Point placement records
◆ ◆ ◆ ◆

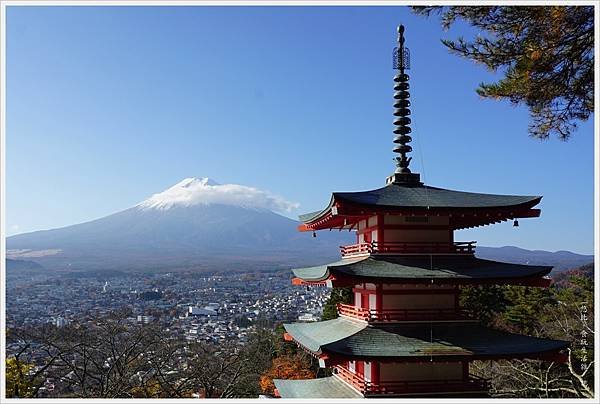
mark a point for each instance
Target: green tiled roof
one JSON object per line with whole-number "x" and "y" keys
{"x": 326, "y": 387}
{"x": 314, "y": 335}
{"x": 404, "y": 340}
{"x": 422, "y": 267}
{"x": 423, "y": 196}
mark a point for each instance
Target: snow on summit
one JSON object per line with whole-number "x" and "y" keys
{"x": 204, "y": 191}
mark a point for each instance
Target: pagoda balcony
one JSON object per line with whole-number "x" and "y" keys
{"x": 404, "y": 247}
{"x": 390, "y": 315}
{"x": 471, "y": 384}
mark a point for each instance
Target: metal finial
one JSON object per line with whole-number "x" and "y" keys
{"x": 401, "y": 105}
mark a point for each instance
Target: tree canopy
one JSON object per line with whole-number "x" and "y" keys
{"x": 546, "y": 56}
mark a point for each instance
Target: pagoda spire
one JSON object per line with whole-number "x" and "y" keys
{"x": 401, "y": 62}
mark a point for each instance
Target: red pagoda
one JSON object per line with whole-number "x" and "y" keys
{"x": 405, "y": 334}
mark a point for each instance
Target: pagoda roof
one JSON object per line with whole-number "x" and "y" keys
{"x": 326, "y": 387}
{"x": 353, "y": 339}
{"x": 416, "y": 197}
{"x": 451, "y": 268}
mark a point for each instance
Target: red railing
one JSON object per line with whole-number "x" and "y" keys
{"x": 401, "y": 314}
{"x": 402, "y": 247}
{"x": 473, "y": 383}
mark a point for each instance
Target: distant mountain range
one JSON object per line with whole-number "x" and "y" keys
{"x": 201, "y": 225}
{"x": 560, "y": 260}
{"x": 196, "y": 224}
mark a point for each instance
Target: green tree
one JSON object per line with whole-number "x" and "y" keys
{"x": 18, "y": 383}
{"x": 525, "y": 307}
{"x": 483, "y": 301}
{"x": 546, "y": 56}
{"x": 338, "y": 295}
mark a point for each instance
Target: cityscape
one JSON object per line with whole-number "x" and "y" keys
{"x": 196, "y": 307}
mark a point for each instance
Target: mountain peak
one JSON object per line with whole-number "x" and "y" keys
{"x": 194, "y": 181}
{"x": 205, "y": 191}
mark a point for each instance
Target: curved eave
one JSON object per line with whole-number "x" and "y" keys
{"x": 422, "y": 269}
{"x": 340, "y": 339}
{"x": 344, "y": 213}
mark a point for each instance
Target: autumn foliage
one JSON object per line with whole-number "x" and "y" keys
{"x": 286, "y": 367}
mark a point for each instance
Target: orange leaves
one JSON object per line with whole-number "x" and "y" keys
{"x": 285, "y": 367}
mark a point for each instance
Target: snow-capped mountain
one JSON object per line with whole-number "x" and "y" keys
{"x": 197, "y": 223}
{"x": 204, "y": 191}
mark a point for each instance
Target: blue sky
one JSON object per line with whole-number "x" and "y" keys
{"x": 108, "y": 105}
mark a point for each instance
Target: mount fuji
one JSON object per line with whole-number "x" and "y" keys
{"x": 195, "y": 224}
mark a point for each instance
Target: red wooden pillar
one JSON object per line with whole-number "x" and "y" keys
{"x": 378, "y": 297}
{"x": 380, "y": 232}
{"x": 375, "y": 373}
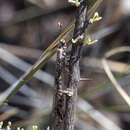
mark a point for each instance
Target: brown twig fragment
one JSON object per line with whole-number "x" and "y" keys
{"x": 68, "y": 75}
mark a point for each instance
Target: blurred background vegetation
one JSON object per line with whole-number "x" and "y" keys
{"x": 28, "y": 27}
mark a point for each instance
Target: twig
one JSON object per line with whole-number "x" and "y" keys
{"x": 24, "y": 66}
{"x": 43, "y": 59}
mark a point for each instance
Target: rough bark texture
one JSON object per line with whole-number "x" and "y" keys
{"x": 68, "y": 75}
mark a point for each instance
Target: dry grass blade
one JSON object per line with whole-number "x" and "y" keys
{"x": 110, "y": 75}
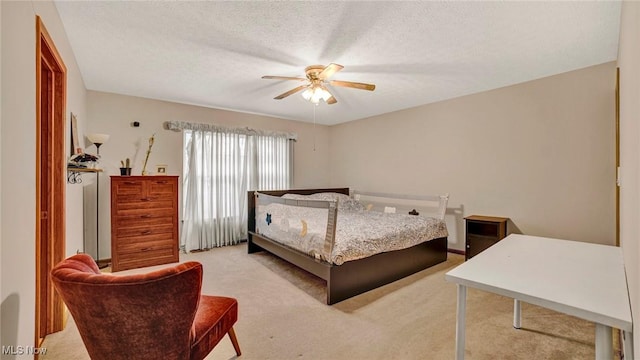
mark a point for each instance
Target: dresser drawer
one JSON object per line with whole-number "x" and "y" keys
{"x": 147, "y": 248}
{"x": 145, "y": 230}
{"x": 143, "y": 213}
{"x": 144, "y": 221}
{"x": 147, "y": 203}
{"x": 129, "y": 187}
{"x": 161, "y": 188}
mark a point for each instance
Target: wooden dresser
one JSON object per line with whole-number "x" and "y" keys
{"x": 144, "y": 221}
{"x": 482, "y": 232}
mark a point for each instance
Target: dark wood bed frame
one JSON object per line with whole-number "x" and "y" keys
{"x": 353, "y": 277}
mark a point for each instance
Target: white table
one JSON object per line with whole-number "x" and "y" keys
{"x": 576, "y": 278}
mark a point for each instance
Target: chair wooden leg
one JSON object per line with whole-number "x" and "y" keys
{"x": 234, "y": 341}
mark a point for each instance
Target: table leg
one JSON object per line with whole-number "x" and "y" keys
{"x": 604, "y": 342}
{"x": 628, "y": 345}
{"x": 517, "y": 314}
{"x": 460, "y": 324}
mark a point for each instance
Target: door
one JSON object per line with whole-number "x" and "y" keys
{"x": 50, "y": 180}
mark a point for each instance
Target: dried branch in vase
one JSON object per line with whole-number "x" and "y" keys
{"x": 144, "y": 167}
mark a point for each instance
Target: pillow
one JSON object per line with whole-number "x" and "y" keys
{"x": 329, "y": 196}
{"x": 295, "y": 197}
{"x": 350, "y": 205}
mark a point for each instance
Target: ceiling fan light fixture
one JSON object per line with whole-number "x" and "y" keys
{"x": 315, "y": 93}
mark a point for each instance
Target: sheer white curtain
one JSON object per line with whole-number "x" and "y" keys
{"x": 219, "y": 166}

◆ ◆ ◆ ◆

What you will do:
Count the lines in the data above that contain the word "dresser". Give only the number.

Expected output:
2